**Extracted records:**
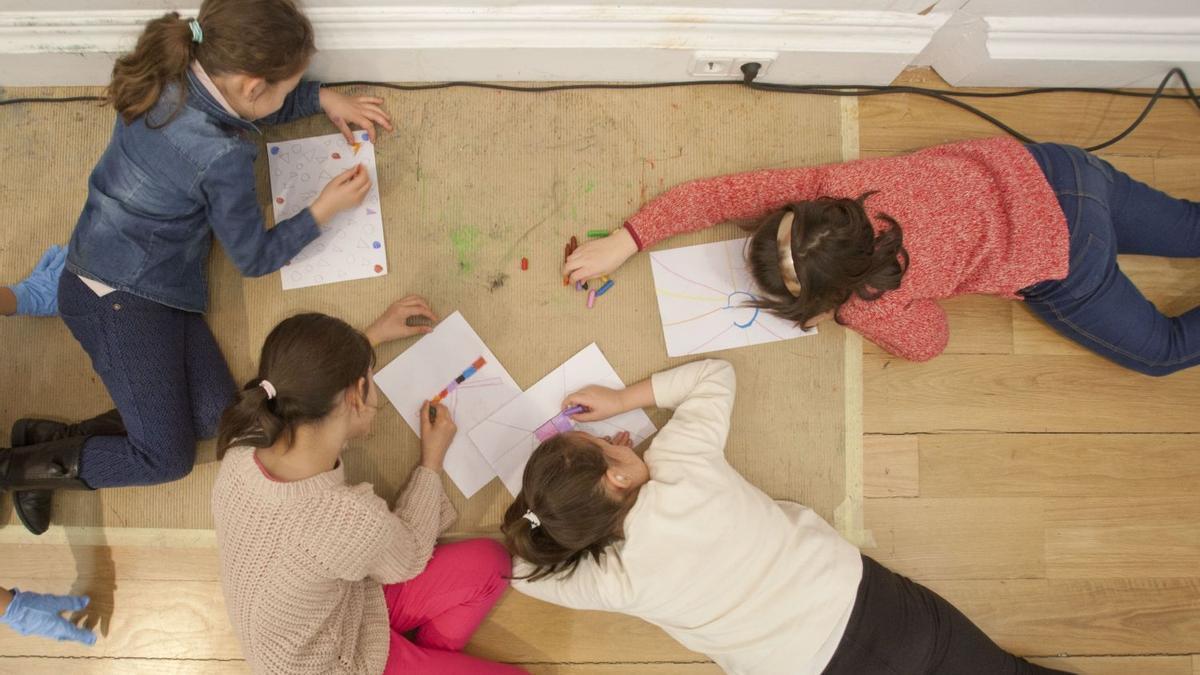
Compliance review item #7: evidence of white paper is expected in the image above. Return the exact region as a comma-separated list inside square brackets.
[470, 344, 656, 495]
[266, 131, 388, 291]
[374, 312, 521, 497]
[650, 239, 817, 357]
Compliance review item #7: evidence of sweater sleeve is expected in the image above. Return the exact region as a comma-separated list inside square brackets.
[646, 359, 737, 468]
[301, 467, 452, 584]
[838, 295, 950, 362]
[625, 167, 824, 250]
[256, 80, 320, 124]
[199, 151, 320, 276]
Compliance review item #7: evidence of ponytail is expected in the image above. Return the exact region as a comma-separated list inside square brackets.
[746, 192, 908, 325]
[107, 12, 194, 124]
[500, 434, 634, 581]
[217, 313, 376, 458]
[107, 0, 317, 127]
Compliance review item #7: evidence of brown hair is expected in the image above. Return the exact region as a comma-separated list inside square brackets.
[500, 434, 634, 581]
[106, 0, 317, 126]
[217, 313, 376, 458]
[746, 192, 908, 325]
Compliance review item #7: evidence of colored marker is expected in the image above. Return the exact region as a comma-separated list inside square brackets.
[430, 357, 487, 404]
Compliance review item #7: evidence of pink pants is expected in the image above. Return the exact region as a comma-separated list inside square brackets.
[383, 539, 524, 675]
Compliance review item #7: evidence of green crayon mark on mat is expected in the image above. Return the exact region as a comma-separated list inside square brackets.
[450, 225, 479, 273]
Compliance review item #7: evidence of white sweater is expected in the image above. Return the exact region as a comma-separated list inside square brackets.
[512, 360, 863, 675]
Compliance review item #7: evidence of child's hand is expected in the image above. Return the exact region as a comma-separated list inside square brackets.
[563, 227, 637, 282]
[320, 89, 391, 144]
[563, 384, 625, 422]
[421, 401, 458, 472]
[364, 295, 438, 346]
[308, 165, 371, 225]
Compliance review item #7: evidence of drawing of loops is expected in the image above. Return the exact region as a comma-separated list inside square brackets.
[721, 291, 758, 330]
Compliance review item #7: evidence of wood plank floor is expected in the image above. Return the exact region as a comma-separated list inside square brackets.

**The task:**
Rewrite every entry above with "exact region" replaced by "bounding box", changing nothing else, and leave the pictures out.

**Solution to this problem:**
Compliance review item #7: evidence of white paper is expected in the image above. Return the bounding box as a comma-separated list inside square brackets.
[470, 344, 656, 495]
[266, 131, 388, 291]
[374, 312, 521, 497]
[650, 239, 817, 357]
Compliance review item #7: evidence of sweater sleeve is expected in the image above. Return the bounding box as a comma-separated list inside square brackets.
[646, 359, 737, 468]
[301, 467, 452, 584]
[838, 295, 950, 362]
[625, 167, 824, 250]
[256, 80, 320, 124]
[199, 151, 320, 276]
Compliance review item #7: evidence of ponytail is expected in the image above. Return the bounding box as a comma-separated list inside square brackets.
[746, 192, 908, 325]
[107, 12, 194, 124]
[500, 434, 634, 581]
[217, 313, 376, 458]
[107, 0, 317, 127]
Compliance review item #7: evidence of brown hair is expected in the image above. Return the bounding box as a comma-separated list inside square brackets.
[500, 434, 634, 581]
[106, 0, 317, 126]
[217, 313, 376, 458]
[746, 192, 908, 325]
Compliance review item #7: evidence of colored marker is expected in the image above. Return the bounding box as a comma-separated list inside square brackets.
[430, 357, 487, 404]
Compliance review item #7: evidence of pink pants is expected in the image above. Return the bounding box as a comma-separated list inside square brackets.
[383, 539, 524, 675]
Compliance review item #7: evidence of green crayon mark on mat is expected in the image above. Return the bounding box as a comma-separated list inside square brackets.
[450, 225, 479, 273]
Compliance review item #7: evidence of white sweater is expected in the image above. Return the bounding box as a comma-separated list inside square brackets.
[512, 360, 863, 675]
Compliance review item #7: evidence of child's hand is expected in the image above. Return the bounding box as a comma-separated list inside square brackets.
[563, 227, 637, 282]
[320, 89, 391, 144]
[563, 384, 625, 422]
[421, 401, 458, 472]
[364, 295, 438, 346]
[308, 165, 371, 225]
Compliance review item #7: evidence of drawing of loops is expected in the image above. Return the bounding box as a comma-separated list inside square brackets.
[721, 291, 758, 330]
Compliance review item #7: evidence of wood plank floor is expected in the image above. Return the bounding box as a comma-separated list inside square brackets.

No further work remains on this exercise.